Festivales
La variedad de Punto de Encuentro en la 62ª SEMINCI
Todos los grandes certámenes cinematográficos tienen, además de su baluarte más representativo, que es su Sección Oficial a concurso, una serie de apartados, de menor graduación, que complementan y apoyan al proyecto estelar. En la popular Seminci (Semana Internacional de Cine) de Valladolid, ese hueco de visita inexcusable navega bajo el epígrafe Punto de Encuentro. Una expectante ventana que acoge bajo su ala las inquietudes formales y estéticas de nuevos realizadores. Su normativa es taxativa en ese aspecto. Se trata de concentrar los primeros o segundos trabajos de sus directores/as. De este modo, actúa como un genuino y destacado suplemento a la programación principal que sirve, aunque sea parcamente, para tomar el pulso al cine que se rueda (la mayoría digital) por la geografía internacional. En poco más de una semana, tienes la mejor ocasión de conocer de cerca una importante variedad de temas y estilos que aportan luz acerca del entusiasmo que todavía el cine y su lenguaje atraen para armar relatos y ser contados con la técnica audiovisual. Un caleidoscopio de propuestas que encuentran en los festivales de cine una plataforma que pone al alcance de un público ecléctico una manera de observar determinados asuntos y transformarlos en imágenes.
Punto de Encuentro ha reunido catorce películas de muy distintas nacionalidades. Todas ellas, por fortuna, han contado con al menos un representante del filme, que ha presentado su trabajo, sin ofrecer muchas pistas de lo que se iba a ver y, luego, tras la proyección, invitaba a la prensa acreditada y a los espectadores asistentes en la sala a entablar un diálogo constructivo sobre lo que se aprecia desde la butaca y las verdaderas intenciones de su autor. De esta manera, el filme y su discurso se reconstruye y se retroalimenta. Lo que se quiere contar, el propósito del cineasta, queda expuesto al reajuste del enunciado en la mente del espectador, que puede percibir las mismas tesis objeto del filme o contradecirlas con puntos de vista que establecen una nueva lectura enriquecedora. Esta faceta, la de la confrontación, el intercambio de opiniones, el descerrajamiento de las claves de la película, es uno de los ejercicios más apreciados por el observador. El receptor recibe un mensaje enrocado en un entramado argumental que puede ser continuista con la intenciones de su responsable o animar una lectura del texto que sugiere perspectivas, si no contrapuestas, sí participativas, que abren otros caminos en las conclusiones referenciales del filme proyectado.

- Entradas del listado -
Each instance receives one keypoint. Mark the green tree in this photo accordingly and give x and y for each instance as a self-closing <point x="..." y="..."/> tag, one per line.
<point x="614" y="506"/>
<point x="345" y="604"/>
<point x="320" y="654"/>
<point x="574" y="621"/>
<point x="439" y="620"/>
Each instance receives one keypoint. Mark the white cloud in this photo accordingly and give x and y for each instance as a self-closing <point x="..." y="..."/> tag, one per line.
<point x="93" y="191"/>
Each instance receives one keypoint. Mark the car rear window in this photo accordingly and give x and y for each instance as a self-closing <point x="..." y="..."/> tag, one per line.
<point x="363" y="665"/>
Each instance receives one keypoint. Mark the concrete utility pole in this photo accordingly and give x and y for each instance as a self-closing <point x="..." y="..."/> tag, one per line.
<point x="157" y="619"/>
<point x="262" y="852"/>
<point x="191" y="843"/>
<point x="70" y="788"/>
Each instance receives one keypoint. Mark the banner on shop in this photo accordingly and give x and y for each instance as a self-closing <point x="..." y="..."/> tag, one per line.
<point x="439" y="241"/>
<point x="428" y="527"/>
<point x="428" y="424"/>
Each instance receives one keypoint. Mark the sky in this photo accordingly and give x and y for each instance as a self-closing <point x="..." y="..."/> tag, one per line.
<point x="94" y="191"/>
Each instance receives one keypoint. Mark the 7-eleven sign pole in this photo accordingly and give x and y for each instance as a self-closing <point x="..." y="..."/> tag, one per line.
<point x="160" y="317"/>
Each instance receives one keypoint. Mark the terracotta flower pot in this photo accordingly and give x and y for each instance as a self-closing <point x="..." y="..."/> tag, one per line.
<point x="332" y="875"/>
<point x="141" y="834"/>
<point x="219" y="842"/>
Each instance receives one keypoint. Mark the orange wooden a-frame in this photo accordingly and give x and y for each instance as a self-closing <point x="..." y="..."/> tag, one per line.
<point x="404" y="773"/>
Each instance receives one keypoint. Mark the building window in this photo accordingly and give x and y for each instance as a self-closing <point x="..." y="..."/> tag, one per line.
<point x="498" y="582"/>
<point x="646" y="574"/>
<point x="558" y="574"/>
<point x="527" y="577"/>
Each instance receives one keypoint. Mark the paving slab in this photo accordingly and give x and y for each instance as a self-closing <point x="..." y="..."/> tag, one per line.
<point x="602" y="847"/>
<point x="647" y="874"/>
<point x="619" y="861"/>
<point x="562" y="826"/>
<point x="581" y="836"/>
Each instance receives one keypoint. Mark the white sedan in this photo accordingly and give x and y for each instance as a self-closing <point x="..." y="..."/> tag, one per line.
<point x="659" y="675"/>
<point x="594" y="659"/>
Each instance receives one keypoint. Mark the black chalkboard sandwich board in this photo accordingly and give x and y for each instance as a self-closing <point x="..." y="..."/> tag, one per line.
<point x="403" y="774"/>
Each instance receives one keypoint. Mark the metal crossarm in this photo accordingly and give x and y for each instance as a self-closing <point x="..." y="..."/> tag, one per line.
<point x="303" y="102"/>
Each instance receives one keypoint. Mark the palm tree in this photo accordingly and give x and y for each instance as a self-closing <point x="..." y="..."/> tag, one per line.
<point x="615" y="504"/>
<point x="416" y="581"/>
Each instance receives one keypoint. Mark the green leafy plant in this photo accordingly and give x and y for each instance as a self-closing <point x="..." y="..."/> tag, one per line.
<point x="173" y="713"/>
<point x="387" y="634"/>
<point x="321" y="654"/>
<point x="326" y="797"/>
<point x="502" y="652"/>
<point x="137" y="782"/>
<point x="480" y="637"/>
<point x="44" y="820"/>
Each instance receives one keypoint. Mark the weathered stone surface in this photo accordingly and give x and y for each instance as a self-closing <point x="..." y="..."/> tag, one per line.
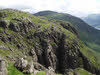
<point x="24" y="65"/>
<point x="50" y="71"/>
<point x="3" y="69"/>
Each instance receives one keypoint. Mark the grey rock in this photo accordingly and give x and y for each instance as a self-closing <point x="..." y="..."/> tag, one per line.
<point x="3" y="69"/>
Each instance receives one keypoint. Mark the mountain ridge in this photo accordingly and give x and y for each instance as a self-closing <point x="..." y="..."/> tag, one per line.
<point x="89" y="35"/>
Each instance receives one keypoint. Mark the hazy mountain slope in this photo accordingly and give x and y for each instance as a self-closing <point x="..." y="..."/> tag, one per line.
<point x="89" y="35"/>
<point x="43" y="43"/>
<point x="93" y="20"/>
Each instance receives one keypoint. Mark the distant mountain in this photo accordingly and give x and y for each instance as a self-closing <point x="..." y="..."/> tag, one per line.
<point x="93" y="20"/>
<point x="89" y="35"/>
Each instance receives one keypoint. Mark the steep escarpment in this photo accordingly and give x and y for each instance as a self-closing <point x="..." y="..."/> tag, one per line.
<point x="89" y="35"/>
<point x="30" y="44"/>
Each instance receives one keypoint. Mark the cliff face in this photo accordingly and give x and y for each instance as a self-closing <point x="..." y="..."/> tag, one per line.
<point x="46" y="43"/>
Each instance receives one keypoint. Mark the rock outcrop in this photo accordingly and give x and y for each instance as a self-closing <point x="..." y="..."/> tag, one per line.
<point x="24" y="65"/>
<point x="44" y="43"/>
<point x="3" y="67"/>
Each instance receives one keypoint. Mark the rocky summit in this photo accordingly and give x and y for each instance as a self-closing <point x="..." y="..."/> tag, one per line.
<point x="31" y="45"/>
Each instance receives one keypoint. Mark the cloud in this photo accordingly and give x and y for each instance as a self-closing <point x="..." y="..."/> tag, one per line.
<point x="74" y="7"/>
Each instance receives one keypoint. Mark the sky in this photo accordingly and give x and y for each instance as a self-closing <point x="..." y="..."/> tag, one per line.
<point x="79" y="8"/>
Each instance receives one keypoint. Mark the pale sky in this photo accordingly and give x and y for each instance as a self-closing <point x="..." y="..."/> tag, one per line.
<point x="78" y="8"/>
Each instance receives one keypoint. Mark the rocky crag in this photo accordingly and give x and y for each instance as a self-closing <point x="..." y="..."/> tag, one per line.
<point x="30" y="44"/>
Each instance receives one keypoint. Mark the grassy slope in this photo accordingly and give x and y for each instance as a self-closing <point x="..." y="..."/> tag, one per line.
<point x="20" y="39"/>
<point x="89" y="35"/>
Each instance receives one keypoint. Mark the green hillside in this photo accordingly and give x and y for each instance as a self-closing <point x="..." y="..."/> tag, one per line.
<point x="89" y="35"/>
<point x="93" y="20"/>
<point x="43" y="43"/>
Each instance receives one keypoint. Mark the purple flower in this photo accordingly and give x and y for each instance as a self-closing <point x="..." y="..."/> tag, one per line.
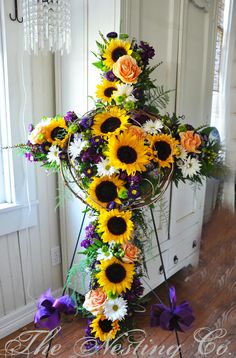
<point x="90" y="155"/>
<point x="111" y="205"/>
<point x="30" y="127"/>
<point x="86" y="122"/>
<point x="147" y="53"/>
<point x="133" y="192"/>
<point x="140" y="118"/>
<point x="86" y="243"/>
<point x="97" y="140"/>
<point x="110" y="76"/>
<point x="50" y="309"/>
<point x="171" y="318"/>
<point x="138" y="93"/>
<point x="29" y="156"/>
<point x="89" y="172"/>
<point x="63" y="156"/>
<point x="112" y="35"/>
<point x="135" y="179"/>
<point x="89" y="231"/>
<point x="45" y="147"/>
<point x="70" y="116"/>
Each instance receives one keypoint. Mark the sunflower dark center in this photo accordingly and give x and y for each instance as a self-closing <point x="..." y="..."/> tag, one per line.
<point x="108" y="91"/>
<point x="126" y="154"/>
<point x="110" y="124"/>
<point x="58" y="132"/>
<point x="106" y="191"/>
<point x="163" y="149"/>
<point x="116" y="225"/>
<point x="115" y="273"/>
<point x="118" y="52"/>
<point x="105" y="325"/>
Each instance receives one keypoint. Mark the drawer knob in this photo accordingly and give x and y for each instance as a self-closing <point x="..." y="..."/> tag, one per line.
<point x="176" y="259"/>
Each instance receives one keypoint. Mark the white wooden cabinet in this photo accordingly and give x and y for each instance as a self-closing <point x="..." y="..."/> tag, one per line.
<point x="183" y="34"/>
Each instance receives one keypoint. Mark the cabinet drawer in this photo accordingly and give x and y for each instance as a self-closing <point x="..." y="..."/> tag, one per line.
<point x="155" y="272"/>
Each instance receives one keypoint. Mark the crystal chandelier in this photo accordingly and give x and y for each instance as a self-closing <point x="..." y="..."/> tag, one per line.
<point x="47" y="25"/>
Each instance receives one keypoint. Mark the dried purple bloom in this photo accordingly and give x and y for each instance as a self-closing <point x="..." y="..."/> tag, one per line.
<point x="111" y="205"/>
<point x="110" y="76"/>
<point x="89" y="172"/>
<point x="171" y="318"/>
<point x="29" y="156"/>
<point x="70" y="116"/>
<point x="138" y="93"/>
<point x="86" y="122"/>
<point x="147" y="53"/>
<point x="30" y="127"/>
<point x="140" y="118"/>
<point x="96" y="140"/>
<point x="45" y="147"/>
<point x="133" y="192"/>
<point x="90" y="155"/>
<point x="112" y="35"/>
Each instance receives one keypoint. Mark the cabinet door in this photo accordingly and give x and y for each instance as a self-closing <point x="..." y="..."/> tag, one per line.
<point x="193" y="98"/>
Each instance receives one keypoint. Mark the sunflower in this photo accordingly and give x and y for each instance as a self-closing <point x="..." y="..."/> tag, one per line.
<point x="115" y="49"/>
<point x="115" y="225"/>
<point x="164" y="147"/>
<point x="104" y="190"/>
<point x="115" y="276"/>
<point x="57" y="132"/>
<point x="105" y="90"/>
<point x="127" y="153"/>
<point x="104" y="328"/>
<point x="111" y="121"/>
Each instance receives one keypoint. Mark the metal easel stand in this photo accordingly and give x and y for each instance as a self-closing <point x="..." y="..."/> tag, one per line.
<point x="71" y="264"/>
<point x="164" y="273"/>
<point x="162" y="263"/>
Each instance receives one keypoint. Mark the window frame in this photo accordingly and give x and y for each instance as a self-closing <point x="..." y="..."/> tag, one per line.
<point x="19" y="211"/>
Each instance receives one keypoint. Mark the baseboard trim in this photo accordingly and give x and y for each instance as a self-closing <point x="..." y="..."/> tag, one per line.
<point x="20" y="317"/>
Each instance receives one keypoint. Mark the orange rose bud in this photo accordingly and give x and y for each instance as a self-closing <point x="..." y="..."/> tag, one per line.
<point x="94" y="301"/>
<point x="190" y="141"/>
<point x="131" y="251"/>
<point x="126" y="69"/>
<point x="137" y="132"/>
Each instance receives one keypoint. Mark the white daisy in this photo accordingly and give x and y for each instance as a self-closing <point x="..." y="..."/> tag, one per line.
<point x="115" y="309"/>
<point x="182" y="153"/>
<point x="124" y="90"/>
<point x="153" y="127"/>
<point x="104" y="168"/>
<point x="53" y="154"/>
<point x="103" y="255"/>
<point x="189" y="167"/>
<point x="76" y="147"/>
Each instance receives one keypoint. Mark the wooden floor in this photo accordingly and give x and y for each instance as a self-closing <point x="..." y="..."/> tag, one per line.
<point x="211" y="289"/>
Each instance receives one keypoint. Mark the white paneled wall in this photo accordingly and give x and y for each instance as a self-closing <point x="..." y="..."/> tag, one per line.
<point x="26" y="269"/>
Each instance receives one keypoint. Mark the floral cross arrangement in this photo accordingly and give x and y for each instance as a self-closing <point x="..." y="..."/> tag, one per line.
<point x="118" y="158"/>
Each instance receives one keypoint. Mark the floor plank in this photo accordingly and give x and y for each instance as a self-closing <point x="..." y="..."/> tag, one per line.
<point x="211" y="289"/>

- Preguntas para responder -
(a) Indica si cada afirmación coincide con el texto sobre Punto de Encuentro. Responde sí o no y cita literalmente las palabras del texto que lo deciden. (i) La sección reúne los primeros o segundos trabajos de sus directores. (ii) Punto de Encuentro reunió doce películas. (iii) Quienes presentaban las películas daban muchas pistas sobre lo que se iba a ver.
(b) Prosigue el texto sobre Punto de Encuentro a partir de su última oración.
El listado no hace falta para resolver estas tareas.

- Respuestas del ejercicio -
(a)
(i) Sí: «Se trata de concentrar los primeros o segundos trabajos de sus directores/as.»
(ii) No: «Punto de Encuentro ha reunido catorce películas de muy distintas nacionalidades.»
(iii) No: «sin ofrecer muchas pistas de lo que se iba a ver»

(b)
Como mi interés estaba centrado en la Sección Oficial a concurso y, también, deseaba seguir de cerca el ciclo dedicado al más reciente cine islandés, sólo tuve oportunidad de disfrutar de ocho de los catorce títulos exhibidos. Entre los ocho largometrajes vi el largometraje que a juicio del Jurado fue considerado el mejor de esta sección Spina (Asco, Tereza Nvotová, República Checa y Eslovaquia, 2017). Sin embargo, el filme que me tumbó y fascinó fue Napadid Shodan (Desaparición, Ali Asgari, Irán/Cátar, 2017).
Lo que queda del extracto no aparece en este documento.